▶ _Exercise A_:
In the Hyatt timeshare thread, how many points does Kal use as the example amount deposited into Interval?
▶ _Exercise B_:
Reproduce the part of the Hyatt timeshare thread starting at "## IslandTime (Jun" and ending at "number right away?".

▶ _Source_:
Sounds reasonable.  According to the Hyatt-Interval contract, Hyatt agrees to provide Interval X units distributed thru specified resorts.  Then they select the units to be provided, most likely from the Club pool at the 6 month timeframe.

As an example, if I used 600 points from one of my units and deposited those points into Interval, I could still use that unit as a 1BR or studio stay with the remaining points.  Therefore the exchange is not necessarily for the unit I own.  If my 2 BR unit was 2200 points there would be lots of point availability to continue to stay in the owned unit/week in a part of my unit.


----------



## bdh (Jun 6, 2012)

Kal said:


> Sounds reasonable.  According to the Hyatt-Interval contract, Hyatt agrees to provide Interval X units distributed thru specified resorts.  Then they select the units to be provided, most likely from the Club pool at the 6 month timeframe.
> 
> As an example, if I used 600 points from one of my units and deposited those points into Interval, I could still use that unit as a 1BR or studio stay with the remaining points.  Therefore the exchange is not necessarily for the unit I own.  If my 2 BR unit was 2200 points there would be lots of point availability to continue to stay in the owned unit/week in a part of my unit.




CUP points that Hyatt turns over to II are definitely the "wild card" in my mind - if you convert 600 HRC pts to II points, you haven't really turned in a specific Hyatt unit - so somewhere along the line Hyatt has to select a specific property, week and unit to turn over to II - would be interesting to see/hear how that determination process works.

When a HRPP unit is converted to II points is when I believe II actually gets the specific deeded week unit.  Or maybe Hyatt takes the HRPP unit and puts it into the pool for other HRC owners to access and just supplies II with a random week unit.

I don't expect the exact process will ever be revealed by Hyatt.  The only given is that just like an HRPP owner, the resort staff can not move an II exchange unit when doing room assignments.


----------



## IslandTime (Jun 6, 2012)

Interesting.  We recently stayed at a Marriott timeshare booked through II.  We were told owners of that particular resort got first preference, then other Marriott owners, then II.  We didn't find out our room assignment until we arrived to check in.  If someone books a Hyatt through II, do they get the unit number right away?


----------



## Kal (Jun 6, 2012)

IslandTime said:


> Interesting. We recently stayed at a Marriott timeshare booked through II. We were told owners of that particular resort got first preference, then other Marriott owners, then II...


 
My understanding is that all Marriott owners get first preference, but even then, people who own two or more Marriott properties get a higher preference. Those people can reserve much earlier than those who own just one Marriott property.


----------



## MaryH (Jun 7, 2012)

Kal,

Do you get the unit number on your Hyatt reservation or your II reservation?

I been keeping an eye on things for specific reservations and it seems that some weeks shows up at 6 months mark at Hyatt reservation (moving to CUP) and if it is not booked within a week or so I see a sighting listing for some of the units.  

This actually work to my disadvantage since I do not often plan 6 month ahead and when I do something the times end up not working as I originally hoped.  By the time I am willing to book a week or a partial week, often there are no availability in the Hyatt system   It suck when I see it in II..


----------



## MaryH (Jun 7, 2012)

Kal,

Do you get the unit number on your Hyatt reservation or your II reservation?

▶ _Entries provided_:
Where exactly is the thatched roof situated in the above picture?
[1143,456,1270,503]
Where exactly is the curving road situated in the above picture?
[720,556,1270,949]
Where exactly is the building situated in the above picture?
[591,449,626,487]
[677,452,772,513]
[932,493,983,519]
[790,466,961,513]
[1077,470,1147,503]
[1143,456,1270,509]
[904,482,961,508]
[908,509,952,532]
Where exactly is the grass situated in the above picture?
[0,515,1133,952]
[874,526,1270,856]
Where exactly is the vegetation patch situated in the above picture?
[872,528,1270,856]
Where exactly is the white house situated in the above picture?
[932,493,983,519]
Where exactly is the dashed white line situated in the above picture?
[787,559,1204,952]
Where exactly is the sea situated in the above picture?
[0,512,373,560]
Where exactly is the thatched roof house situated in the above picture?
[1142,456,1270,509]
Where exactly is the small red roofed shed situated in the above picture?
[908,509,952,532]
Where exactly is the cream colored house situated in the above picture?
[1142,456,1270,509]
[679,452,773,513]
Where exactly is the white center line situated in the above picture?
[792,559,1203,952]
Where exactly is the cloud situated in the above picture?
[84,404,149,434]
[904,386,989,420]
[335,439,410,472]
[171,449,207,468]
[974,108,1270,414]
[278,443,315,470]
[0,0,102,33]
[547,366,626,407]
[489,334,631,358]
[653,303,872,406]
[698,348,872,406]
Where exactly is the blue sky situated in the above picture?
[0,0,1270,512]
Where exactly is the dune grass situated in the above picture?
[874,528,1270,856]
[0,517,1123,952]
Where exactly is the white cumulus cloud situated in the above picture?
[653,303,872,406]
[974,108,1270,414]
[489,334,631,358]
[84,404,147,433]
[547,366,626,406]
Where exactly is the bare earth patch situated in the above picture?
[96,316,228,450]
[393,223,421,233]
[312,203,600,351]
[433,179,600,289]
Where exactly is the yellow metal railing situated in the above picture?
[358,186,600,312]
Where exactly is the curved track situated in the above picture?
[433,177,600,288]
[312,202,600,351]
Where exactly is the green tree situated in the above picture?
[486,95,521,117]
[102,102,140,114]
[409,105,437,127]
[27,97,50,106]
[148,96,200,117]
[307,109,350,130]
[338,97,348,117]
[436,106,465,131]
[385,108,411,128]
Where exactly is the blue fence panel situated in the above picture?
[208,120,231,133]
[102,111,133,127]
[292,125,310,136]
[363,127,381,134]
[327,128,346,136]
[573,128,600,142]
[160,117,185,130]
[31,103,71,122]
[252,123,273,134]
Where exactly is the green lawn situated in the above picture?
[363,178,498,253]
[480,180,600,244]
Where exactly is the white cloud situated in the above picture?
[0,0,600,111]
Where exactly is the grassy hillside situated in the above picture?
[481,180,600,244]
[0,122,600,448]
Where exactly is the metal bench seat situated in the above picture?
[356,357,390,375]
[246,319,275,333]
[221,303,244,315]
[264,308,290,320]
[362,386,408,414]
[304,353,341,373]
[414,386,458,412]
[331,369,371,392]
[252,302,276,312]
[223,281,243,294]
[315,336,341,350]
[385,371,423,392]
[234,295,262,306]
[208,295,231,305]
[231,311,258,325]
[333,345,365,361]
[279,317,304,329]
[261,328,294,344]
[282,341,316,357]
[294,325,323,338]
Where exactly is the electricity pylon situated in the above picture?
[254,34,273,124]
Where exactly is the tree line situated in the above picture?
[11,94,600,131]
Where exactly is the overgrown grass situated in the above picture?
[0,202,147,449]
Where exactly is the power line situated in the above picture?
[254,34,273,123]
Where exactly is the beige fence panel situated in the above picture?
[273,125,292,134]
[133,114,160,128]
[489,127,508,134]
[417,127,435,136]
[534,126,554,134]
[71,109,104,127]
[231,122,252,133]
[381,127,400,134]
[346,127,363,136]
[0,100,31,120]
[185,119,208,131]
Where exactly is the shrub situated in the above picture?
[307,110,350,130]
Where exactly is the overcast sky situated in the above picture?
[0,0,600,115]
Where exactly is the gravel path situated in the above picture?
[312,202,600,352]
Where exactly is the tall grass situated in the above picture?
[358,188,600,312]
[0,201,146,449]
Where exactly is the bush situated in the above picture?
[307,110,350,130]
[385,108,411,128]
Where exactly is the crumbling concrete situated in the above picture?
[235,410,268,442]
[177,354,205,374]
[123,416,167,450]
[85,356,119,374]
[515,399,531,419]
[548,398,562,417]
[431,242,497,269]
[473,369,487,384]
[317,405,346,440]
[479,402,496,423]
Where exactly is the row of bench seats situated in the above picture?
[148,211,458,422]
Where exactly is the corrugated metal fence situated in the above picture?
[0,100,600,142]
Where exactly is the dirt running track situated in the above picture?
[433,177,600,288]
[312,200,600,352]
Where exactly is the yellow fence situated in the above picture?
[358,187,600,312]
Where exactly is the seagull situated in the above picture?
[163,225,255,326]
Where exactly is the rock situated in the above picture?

▶ _Written solution A_:
600 points.

▶ _Written solution B_:
## IslandTime (Jun 6, 2012)

Interesting.  We recently stayed at a Marriott timeshare booked through II.  We were told owners of that particular resort got first preference, then other Marriott owners, then II.  We didn't find out our room assignment until we arrived to check in.  If someone books a Hyatt through II, do they get the unit number right away?